BEGIN

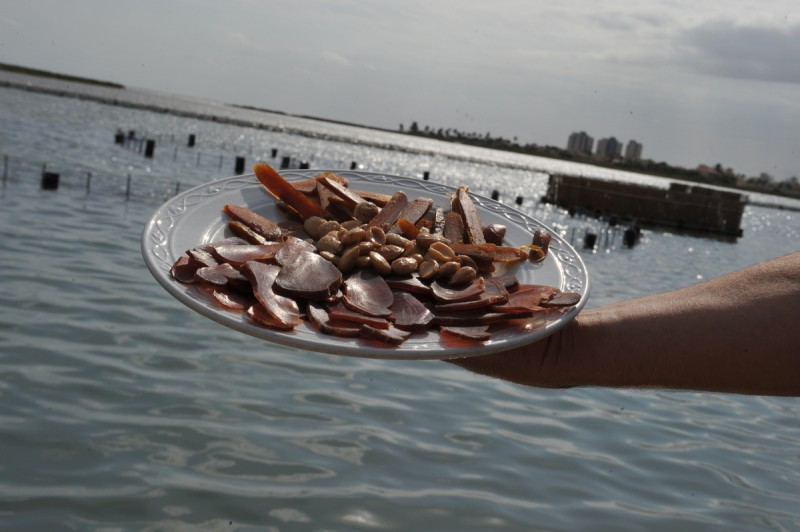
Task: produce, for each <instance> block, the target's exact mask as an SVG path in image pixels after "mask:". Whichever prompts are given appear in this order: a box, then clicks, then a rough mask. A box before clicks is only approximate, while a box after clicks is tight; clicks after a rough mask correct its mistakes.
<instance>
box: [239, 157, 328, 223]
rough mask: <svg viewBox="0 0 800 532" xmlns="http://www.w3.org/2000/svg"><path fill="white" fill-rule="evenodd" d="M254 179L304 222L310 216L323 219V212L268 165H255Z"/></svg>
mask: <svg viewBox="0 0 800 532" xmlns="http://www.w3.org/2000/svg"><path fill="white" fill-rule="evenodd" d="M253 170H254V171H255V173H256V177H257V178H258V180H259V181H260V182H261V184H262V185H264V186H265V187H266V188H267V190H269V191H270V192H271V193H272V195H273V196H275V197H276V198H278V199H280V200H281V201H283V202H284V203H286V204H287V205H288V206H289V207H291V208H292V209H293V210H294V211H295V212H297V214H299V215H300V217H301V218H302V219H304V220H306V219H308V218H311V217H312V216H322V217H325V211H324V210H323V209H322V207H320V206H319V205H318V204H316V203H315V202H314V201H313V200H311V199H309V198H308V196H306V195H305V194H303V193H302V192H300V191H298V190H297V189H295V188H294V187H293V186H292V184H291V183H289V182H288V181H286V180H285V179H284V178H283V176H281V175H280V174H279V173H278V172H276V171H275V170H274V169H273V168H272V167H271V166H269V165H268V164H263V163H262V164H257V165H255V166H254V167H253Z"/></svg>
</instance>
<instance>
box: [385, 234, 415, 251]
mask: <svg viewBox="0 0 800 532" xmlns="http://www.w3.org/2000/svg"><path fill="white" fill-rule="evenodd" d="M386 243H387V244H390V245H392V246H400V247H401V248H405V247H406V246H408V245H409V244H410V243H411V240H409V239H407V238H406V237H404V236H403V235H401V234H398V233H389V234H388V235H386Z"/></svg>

END

= WHAT YOU ARE ASKED TO DO =
The lines from the top of the data above through the one holding "box: [239, 157, 328, 223]" are to be repeated exactly, and only those, with no pictures.

= TASK ANSWER =
Task: produce, for each <instance> block, the target's exact mask as an SVG path in image pixels after "mask:". Whichever prompts are given appear in this order: a box, then clicks, then a rough mask. A box before clicks is only approximate, while a box after clicks is tight; clicks after a rough mask correct its mistakes.
<instance>
box: [239, 157, 328, 223]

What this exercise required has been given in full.